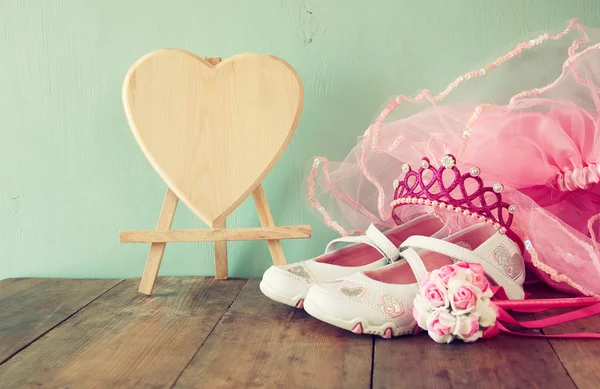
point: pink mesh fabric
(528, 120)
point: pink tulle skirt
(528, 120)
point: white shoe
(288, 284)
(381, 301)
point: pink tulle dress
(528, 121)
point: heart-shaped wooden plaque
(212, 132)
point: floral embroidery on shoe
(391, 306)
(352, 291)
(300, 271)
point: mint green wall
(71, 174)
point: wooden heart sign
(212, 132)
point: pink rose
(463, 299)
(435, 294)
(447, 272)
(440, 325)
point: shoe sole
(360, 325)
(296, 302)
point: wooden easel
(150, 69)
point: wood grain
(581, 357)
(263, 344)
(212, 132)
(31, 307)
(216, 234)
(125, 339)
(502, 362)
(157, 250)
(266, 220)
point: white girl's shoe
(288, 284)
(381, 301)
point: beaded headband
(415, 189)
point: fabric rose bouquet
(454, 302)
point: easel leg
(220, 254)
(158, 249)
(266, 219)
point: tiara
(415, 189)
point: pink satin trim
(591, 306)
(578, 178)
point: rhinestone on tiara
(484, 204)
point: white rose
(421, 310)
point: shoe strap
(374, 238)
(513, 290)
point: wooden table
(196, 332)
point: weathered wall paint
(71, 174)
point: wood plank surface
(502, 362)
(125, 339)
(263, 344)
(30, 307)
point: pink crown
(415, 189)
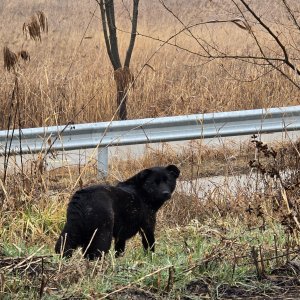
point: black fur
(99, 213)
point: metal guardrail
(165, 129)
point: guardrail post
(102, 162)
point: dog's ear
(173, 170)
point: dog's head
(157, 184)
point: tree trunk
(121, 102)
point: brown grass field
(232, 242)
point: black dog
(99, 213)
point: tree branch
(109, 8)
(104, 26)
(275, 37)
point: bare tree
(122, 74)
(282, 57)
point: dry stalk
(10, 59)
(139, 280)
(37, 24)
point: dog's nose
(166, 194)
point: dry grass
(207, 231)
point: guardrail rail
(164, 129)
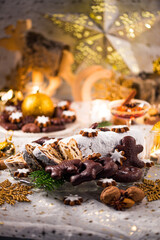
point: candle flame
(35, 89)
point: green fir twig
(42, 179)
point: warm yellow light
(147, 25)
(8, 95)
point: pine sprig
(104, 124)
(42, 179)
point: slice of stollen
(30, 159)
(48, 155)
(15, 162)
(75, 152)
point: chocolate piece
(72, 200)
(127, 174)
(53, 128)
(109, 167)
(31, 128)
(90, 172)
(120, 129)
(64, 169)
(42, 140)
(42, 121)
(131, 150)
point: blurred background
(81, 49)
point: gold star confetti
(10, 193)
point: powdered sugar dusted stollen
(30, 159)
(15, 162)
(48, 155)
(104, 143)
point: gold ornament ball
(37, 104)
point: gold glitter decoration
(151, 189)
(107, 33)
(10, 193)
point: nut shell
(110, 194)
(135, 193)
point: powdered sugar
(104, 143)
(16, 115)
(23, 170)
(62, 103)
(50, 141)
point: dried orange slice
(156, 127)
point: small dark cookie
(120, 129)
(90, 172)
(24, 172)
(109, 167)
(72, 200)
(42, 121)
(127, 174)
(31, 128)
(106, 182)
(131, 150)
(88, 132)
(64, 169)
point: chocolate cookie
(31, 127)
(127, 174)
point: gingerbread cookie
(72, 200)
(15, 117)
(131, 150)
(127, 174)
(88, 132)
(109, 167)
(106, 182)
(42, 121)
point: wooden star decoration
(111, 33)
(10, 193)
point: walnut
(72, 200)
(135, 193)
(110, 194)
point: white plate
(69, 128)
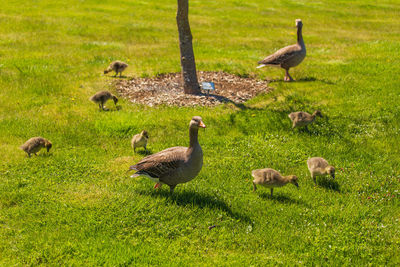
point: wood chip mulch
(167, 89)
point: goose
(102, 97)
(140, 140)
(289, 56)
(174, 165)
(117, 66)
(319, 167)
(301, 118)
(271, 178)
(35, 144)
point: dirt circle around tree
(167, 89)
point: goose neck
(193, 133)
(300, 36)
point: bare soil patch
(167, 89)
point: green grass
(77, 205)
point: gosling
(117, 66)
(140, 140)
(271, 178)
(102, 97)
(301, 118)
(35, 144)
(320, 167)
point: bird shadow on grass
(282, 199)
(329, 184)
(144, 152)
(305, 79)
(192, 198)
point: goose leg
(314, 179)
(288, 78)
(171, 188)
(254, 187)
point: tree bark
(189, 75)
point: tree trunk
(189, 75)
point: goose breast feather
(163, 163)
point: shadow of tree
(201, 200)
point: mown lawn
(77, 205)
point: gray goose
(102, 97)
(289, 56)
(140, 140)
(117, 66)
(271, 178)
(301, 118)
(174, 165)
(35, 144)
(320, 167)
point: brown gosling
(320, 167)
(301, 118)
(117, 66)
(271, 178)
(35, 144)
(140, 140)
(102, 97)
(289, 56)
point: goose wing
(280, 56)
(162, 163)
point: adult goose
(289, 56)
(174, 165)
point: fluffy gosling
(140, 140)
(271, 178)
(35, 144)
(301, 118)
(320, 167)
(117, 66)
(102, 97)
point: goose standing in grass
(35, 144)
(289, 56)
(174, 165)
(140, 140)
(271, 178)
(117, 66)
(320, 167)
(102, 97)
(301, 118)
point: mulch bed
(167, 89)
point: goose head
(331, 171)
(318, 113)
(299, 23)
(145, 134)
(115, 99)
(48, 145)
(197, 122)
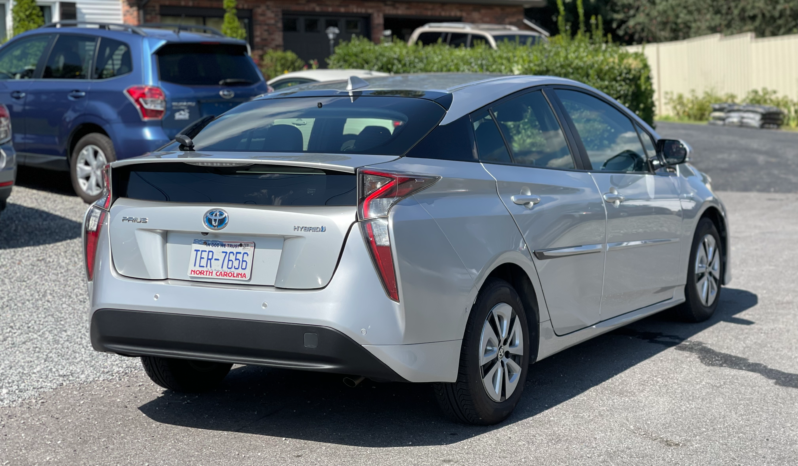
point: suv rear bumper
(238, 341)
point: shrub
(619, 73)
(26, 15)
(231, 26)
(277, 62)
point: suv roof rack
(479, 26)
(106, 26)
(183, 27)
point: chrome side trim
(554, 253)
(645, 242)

**Aim:**
Give back all of the records above word for word, leaving out the pictures.

**Final answer:**
point: pink mesh fabric
(528, 120)
point: pink tulle skirt
(528, 120)
point: white shoe
(288, 284)
(381, 301)
point: pink tulle dress
(528, 121)
point: heart-shaped wooden plaque
(212, 132)
point: floral embroidery on shoe
(391, 306)
(352, 291)
(300, 271)
point: mint green wall
(71, 174)
point: wooden heart sign
(212, 132)
point: pink rose
(463, 299)
(435, 294)
(447, 272)
(440, 325)
point: shoe sole
(360, 325)
(296, 302)
point: wooden easel
(150, 69)
point: wood grain
(581, 357)
(263, 344)
(212, 132)
(31, 307)
(216, 234)
(125, 339)
(502, 362)
(157, 250)
(266, 220)
point: white girl's shoe
(288, 284)
(381, 301)
point: beaded headband
(415, 189)
point: fabric rose bouquet
(454, 302)
point: easel leg
(220, 254)
(158, 249)
(266, 219)
point: tiara
(415, 189)
point: pink satin trim
(591, 306)
(578, 178)
point: rhinestone on tiara
(484, 204)
point: white rose
(421, 310)
point: shoe strap
(374, 238)
(513, 290)
point: wooden table
(196, 332)
point: weathered wall paint
(71, 174)
point: wood plank surface
(502, 362)
(125, 339)
(263, 344)
(30, 307)
point: pink crown
(415, 189)
point: black fur
(99, 213)
point: metal guardrail
(165, 129)
point: guardrail post
(102, 162)
point: dog's ear
(173, 170)
point: dog's head
(157, 184)
point: tree trunk
(121, 102)
point: brown grass field
(232, 242)
point: black dog
(99, 213)
point: tree branch
(109, 8)
(104, 26)
(275, 37)
point: bare tree
(122, 74)
(282, 57)
point: dry stalk
(10, 59)
(139, 280)
(37, 24)
point: dog's nose
(166, 194)
point: dry grass
(207, 231)
point: guardrail rail
(164, 129)
point: candle flame
(35, 89)
point: green fir twig
(42, 179)
point: warm yellow light
(147, 25)
(8, 95)
point: pine sprig
(104, 124)
(42, 179)
point: slice of stollen
(30, 159)
(48, 155)
(15, 162)
(75, 152)
point: chocolate piece
(72, 200)
(127, 174)
(53, 128)
(109, 167)
(31, 128)
(90, 172)
(120, 129)
(64, 169)
(42, 140)
(42, 121)
(131, 150)
point: blurred background
(81, 49)
point: gold star confetti
(10, 193)
point: powdered sugar dusted stollen
(30, 159)
(15, 162)
(48, 155)
(104, 143)
point: gold ornament ball
(37, 104)
point: gold glitter decoration
(151, 189)
(107, 33)
(10, 193)
point: nut shell
(110, 194)
(135, 193)
point: powdered sugar
(104, 143)
(16, 115)
(23, 170)
(62, 103)
(50, 141)
point: dried orange slice
(156, 127)
point: small dark cookie
(120, 129)
(90, 172)
(24, 172)
(109, 167)
(72, 200)
(42, 121)
(127, 174)
(31, 128)
(106, 182)
(131, 150)
(88, 132)
(64, 169)
point: chocolate cookie
(31, 127)
(127, 174)
point: gingerbread cookie
(72, 200)
(15, 117)
(131, 150)
(127, 174)
(88, 132)
(109, 167)
(106, 182)
(42, 121)
point: wooden star decoration
(111, 33)
(10, 193)
point: walnut
(72, 200)
(135, 193)
(110, 194)
point: white plate
(69, 128)
point: wood chip mulch
(167, 89)
point: goose
(102, 97)
(140, 140)
(289, 56)
(174, 165)
(117, 66)
(319, 167)
(301, 118)
(271, 178)
(35, 144)
point: dirt circle around tree
(167, 89)
point: goose neck
(193, 133)
(300, 36)
point: bare soil patch
(167, 89)
point: green grass
(77, 205)
point: gosling
(117, 66)
(140, 140)
(271, 178)
(102, 97)
(301, 118)
(35, 144)
(320, 167)
point: bird shadow on grass
(282, 199)
(329, 184)
(144, 152)
(305, 79)
(192, 198)
point: goose leg
(314, 179)
(288, 78)
(171, 188)
(254, 187)
point: tree bark
(189, 75)
point: tree trunk
(189, 75)
point: goose breast feather
(163, 163)
point: shadow of tree
(201, 200)
point: mown lawn
(77, 205)
point: gray goose
(102, 97)
(289, 56)
(140, 140)
(117, 66)
(271, 178)
(301, 118)
(174, 165)
(35, 144)
(320, 167)
point: brown gosling
(320, 167)
(301, 118)
(117, 66)
(271, 178)
(35, 144)
(140, 140)
(102, 97)
(289, 56)
point: goose wing
(280, 56)
(162, 163)
point: adult goose
(289, 56)
(174, 165)
point: fluffy gosling
(140, 140)
(271, 178)
(35, 144)
(301, 118)
(320, 167)
(117, 66)
(102, 97)
point: goose standing in grass
(35, 144)
(289, 56)
(174, 165)
(140, 140)
(271, 178)
(117, 66)
(320, 167)
(102, 97)
(301, 118)
point: mulch bed
(167, 89)
point: goose head
(331, 171)
(318, 113)
(299, 23)
(145, 134)
(115, 99)
(48, 145)
(197, 122)
point: suv rear bumper
(238, 341)
point: shrub
(619, 73)
(26, 15)
(231, 26)
(277, 62)
point: suv roof rack
(479, 26)
(106, 26)
(183, 27)
point: chrome side trim
(554, 253)
(645, 242)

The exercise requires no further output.